- [使う記録]
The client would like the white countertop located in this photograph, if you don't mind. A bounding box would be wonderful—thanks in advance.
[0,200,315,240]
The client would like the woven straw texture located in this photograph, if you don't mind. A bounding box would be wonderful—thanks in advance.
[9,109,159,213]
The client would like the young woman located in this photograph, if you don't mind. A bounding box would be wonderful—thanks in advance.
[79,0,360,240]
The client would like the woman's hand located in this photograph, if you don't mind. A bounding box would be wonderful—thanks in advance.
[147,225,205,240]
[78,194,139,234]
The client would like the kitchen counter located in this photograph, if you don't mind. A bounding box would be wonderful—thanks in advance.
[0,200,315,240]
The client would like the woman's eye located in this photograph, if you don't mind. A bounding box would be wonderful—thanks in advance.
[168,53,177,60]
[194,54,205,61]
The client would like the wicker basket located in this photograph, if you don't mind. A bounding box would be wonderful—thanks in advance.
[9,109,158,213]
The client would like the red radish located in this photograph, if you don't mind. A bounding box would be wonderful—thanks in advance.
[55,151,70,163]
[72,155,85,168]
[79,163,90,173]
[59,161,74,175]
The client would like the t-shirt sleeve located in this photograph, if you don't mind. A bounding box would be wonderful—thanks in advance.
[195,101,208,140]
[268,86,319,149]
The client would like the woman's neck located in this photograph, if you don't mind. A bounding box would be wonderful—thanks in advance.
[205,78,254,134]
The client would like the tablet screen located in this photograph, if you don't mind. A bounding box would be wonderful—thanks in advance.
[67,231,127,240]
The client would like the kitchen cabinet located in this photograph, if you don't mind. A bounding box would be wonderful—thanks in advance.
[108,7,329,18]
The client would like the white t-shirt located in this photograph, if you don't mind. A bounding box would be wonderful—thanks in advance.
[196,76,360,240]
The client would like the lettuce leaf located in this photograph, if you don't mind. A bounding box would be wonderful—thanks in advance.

- [取り組む内容]
記録の最初から「[9,109,159,213]」を含む行までを、1行ずつ1つの文字列にしたJSONリストとして書き出してください。空行は入れないでください。

- [最終結果]
[
  "The client would like the white countertop located in this photograph, if you don't mind. A bounding box would be wonderful—thanks in advance.",
  "[0,200,315,240]",
  "The client would like the woven straw texture located in this photograph, if you don't mind. A bounding box would be wonderful—thanks in advance.",
  "[9,109,159,213]"
]